■ **What to produce**
Select only those lines of the entries below that contain the word "field", and copy each such line in full.

■ **Input**
# # #
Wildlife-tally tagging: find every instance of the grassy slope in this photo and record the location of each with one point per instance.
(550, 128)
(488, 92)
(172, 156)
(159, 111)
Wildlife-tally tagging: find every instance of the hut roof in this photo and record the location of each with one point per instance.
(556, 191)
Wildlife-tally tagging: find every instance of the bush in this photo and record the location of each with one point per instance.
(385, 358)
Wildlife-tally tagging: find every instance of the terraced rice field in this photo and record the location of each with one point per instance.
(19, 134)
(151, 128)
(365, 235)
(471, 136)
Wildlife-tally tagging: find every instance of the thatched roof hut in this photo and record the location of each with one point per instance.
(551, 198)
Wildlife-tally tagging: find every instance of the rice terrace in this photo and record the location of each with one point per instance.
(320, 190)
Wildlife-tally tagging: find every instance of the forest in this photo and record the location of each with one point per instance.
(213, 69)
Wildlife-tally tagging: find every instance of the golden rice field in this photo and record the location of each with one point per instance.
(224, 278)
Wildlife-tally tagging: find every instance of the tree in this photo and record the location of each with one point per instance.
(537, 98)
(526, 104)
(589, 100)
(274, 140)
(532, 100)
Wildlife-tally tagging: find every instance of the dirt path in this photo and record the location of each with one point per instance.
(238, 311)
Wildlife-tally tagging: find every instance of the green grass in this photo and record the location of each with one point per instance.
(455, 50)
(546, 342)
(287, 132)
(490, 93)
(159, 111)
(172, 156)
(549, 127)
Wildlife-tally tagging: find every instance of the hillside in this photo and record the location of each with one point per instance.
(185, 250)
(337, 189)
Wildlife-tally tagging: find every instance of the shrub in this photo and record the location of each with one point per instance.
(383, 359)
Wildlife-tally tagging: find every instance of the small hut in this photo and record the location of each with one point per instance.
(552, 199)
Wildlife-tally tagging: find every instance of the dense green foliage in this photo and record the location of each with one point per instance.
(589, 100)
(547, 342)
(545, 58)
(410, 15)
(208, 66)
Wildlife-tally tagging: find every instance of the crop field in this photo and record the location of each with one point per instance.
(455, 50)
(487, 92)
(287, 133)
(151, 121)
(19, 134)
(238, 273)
# # #
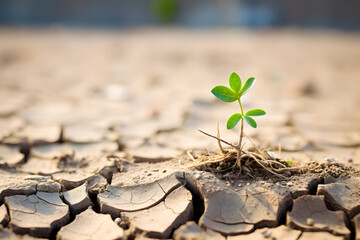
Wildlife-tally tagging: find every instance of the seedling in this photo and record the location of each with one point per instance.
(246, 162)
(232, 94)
# # #
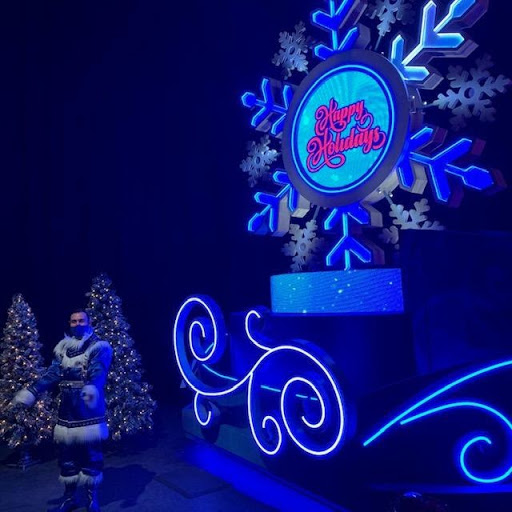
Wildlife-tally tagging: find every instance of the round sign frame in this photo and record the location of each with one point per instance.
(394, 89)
# # #
■ **Correct output**
Wildlife-tally tagging: find every instance of the terraced rice field in this photo and record the location of each with one point per instance.
Wildlife-tally tagging: find every instance of the golden rice field in this photo and record the location of each with one point per instance.
Wildlife-tally tagging: find every instance of the crop field in this photo and record the location of each with one point per instance.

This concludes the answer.